# WHAT IS ASKED
Locate every row below that contains the word "wooden" and copy each of those rows in full. Case matters.

● ● ● ● ● ● ●

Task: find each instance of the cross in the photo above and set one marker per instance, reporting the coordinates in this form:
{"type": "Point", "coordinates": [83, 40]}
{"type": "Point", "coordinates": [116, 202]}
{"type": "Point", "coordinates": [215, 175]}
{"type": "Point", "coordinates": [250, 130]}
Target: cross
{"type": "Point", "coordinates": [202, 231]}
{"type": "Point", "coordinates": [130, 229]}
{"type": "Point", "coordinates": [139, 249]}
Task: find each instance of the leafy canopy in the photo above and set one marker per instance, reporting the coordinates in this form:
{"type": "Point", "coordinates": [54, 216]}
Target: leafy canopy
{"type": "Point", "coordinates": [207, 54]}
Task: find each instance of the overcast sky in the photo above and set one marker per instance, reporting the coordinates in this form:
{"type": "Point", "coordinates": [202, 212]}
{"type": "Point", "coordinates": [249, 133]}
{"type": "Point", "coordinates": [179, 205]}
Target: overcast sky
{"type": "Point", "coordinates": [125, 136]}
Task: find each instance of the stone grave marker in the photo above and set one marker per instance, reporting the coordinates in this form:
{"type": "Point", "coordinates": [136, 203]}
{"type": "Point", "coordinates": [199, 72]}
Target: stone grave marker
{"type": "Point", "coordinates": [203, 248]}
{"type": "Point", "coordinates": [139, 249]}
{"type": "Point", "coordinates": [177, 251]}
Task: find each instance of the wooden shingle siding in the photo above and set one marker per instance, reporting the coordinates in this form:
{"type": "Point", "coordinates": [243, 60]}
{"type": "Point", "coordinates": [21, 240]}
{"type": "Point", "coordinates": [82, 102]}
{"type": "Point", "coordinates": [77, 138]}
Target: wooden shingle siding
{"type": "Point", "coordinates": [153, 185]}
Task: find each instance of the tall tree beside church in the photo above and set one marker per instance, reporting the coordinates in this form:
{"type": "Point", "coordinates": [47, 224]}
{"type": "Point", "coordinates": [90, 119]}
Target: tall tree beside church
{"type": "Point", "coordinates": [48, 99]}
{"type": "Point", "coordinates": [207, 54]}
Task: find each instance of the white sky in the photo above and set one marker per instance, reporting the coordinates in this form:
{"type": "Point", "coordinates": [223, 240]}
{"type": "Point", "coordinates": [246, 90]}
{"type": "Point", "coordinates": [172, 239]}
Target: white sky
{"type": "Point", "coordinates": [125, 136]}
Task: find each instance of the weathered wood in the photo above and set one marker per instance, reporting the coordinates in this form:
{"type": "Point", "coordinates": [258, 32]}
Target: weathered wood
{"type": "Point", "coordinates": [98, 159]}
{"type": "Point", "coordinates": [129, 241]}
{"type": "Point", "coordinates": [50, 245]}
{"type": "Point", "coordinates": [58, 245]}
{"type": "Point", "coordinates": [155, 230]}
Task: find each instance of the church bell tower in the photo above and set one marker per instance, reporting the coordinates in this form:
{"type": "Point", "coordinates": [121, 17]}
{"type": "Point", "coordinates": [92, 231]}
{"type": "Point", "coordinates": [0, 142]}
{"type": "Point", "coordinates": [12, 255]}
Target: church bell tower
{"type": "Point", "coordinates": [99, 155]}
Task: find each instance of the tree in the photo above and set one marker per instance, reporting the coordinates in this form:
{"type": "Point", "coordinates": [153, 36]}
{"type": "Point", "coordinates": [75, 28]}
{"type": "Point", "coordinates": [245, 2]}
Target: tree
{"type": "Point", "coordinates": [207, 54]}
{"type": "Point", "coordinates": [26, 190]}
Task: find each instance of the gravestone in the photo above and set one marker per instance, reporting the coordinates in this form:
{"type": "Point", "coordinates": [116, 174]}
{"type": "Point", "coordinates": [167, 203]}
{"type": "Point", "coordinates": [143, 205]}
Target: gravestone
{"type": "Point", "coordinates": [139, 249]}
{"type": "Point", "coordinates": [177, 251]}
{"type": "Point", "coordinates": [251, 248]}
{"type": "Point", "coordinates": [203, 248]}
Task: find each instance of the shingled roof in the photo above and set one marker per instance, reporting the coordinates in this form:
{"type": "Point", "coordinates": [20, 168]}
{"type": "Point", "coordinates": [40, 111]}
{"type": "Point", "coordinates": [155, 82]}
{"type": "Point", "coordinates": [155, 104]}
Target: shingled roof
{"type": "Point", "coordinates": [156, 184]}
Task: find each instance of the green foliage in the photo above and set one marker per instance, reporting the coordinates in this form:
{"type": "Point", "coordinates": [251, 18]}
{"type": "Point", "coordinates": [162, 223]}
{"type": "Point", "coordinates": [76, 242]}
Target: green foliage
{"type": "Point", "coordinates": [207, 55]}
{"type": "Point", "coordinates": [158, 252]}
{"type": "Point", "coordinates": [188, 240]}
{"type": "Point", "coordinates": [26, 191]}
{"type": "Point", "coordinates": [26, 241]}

● ● ● ● ● ● ●

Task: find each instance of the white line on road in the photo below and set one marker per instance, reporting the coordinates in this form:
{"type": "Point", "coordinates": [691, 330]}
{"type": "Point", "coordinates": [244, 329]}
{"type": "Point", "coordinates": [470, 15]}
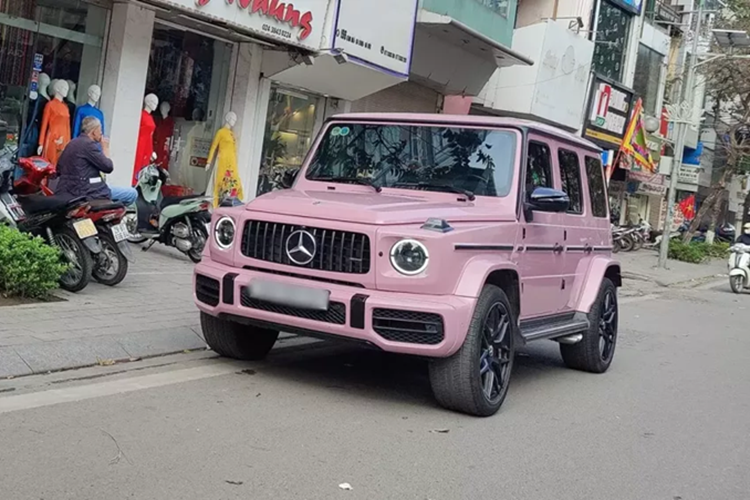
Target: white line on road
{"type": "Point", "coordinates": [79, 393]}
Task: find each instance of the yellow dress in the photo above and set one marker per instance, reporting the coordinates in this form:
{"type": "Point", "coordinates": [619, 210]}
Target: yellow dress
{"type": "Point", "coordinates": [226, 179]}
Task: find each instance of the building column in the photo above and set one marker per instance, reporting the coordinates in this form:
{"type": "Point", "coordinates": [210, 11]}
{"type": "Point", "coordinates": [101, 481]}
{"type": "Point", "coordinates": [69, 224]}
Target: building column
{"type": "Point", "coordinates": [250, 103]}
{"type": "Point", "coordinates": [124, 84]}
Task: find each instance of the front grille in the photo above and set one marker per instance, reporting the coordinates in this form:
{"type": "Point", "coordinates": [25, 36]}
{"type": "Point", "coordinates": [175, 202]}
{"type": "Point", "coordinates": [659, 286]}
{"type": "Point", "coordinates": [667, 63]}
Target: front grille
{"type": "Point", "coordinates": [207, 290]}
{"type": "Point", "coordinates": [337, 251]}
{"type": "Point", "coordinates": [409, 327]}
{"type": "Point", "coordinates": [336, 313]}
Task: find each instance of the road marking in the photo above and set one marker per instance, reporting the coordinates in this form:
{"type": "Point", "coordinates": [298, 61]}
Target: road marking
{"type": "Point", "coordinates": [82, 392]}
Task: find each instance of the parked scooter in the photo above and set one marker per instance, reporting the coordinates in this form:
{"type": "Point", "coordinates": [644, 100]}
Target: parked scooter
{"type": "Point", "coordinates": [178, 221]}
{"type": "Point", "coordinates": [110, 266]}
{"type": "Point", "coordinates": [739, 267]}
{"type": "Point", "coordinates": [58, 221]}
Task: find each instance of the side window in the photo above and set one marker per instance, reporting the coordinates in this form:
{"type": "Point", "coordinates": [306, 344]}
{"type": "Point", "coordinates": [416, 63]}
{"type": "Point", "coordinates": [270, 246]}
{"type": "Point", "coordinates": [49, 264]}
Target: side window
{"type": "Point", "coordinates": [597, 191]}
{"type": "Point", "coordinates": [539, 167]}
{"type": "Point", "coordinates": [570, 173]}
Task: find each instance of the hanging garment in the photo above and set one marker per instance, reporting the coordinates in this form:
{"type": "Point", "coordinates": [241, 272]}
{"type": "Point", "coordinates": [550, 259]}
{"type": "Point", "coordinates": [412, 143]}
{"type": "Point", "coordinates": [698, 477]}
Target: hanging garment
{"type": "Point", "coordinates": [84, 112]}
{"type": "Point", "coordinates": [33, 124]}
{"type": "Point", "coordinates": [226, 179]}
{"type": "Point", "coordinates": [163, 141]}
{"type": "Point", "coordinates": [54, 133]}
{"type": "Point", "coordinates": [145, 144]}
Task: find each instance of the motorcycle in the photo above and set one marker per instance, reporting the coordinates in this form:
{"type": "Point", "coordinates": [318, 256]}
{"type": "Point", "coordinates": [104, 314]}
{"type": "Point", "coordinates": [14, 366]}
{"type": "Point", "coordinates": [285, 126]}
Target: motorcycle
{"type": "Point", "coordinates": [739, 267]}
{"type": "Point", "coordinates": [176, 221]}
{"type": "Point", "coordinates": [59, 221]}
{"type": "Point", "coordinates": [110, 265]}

● ● ● ● ● ● ●

# WORKED SOLUTION
Task: find each instance of the wooden shingle siding in the photo above and set one marker per instance, reporting the coordinates in this form:
Target: wooden shingle siding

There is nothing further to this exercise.